start STORED DATA
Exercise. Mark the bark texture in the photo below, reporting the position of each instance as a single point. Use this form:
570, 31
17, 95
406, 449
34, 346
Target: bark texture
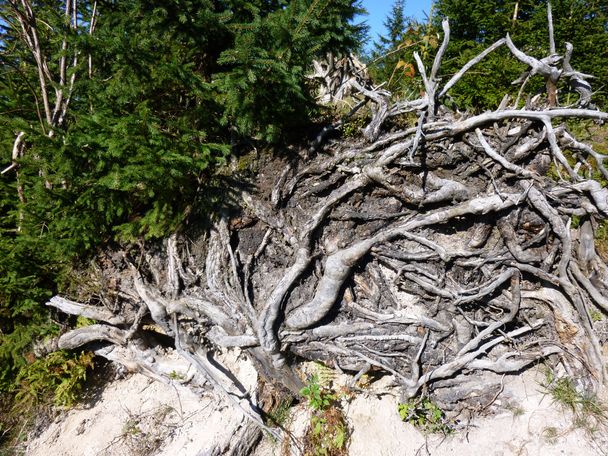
430, 253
end STORED DATA
## TO BE DONE
Copy out every entry above word for word, leaving out the pictures.

## TASK RESPONSE
Exercise. Mark the bark texture in the photo below, reporting the position of each instance as a single point. Use this form:
570, 31
17, 95
406, 449
34, 346
Target: bark texture
430, 253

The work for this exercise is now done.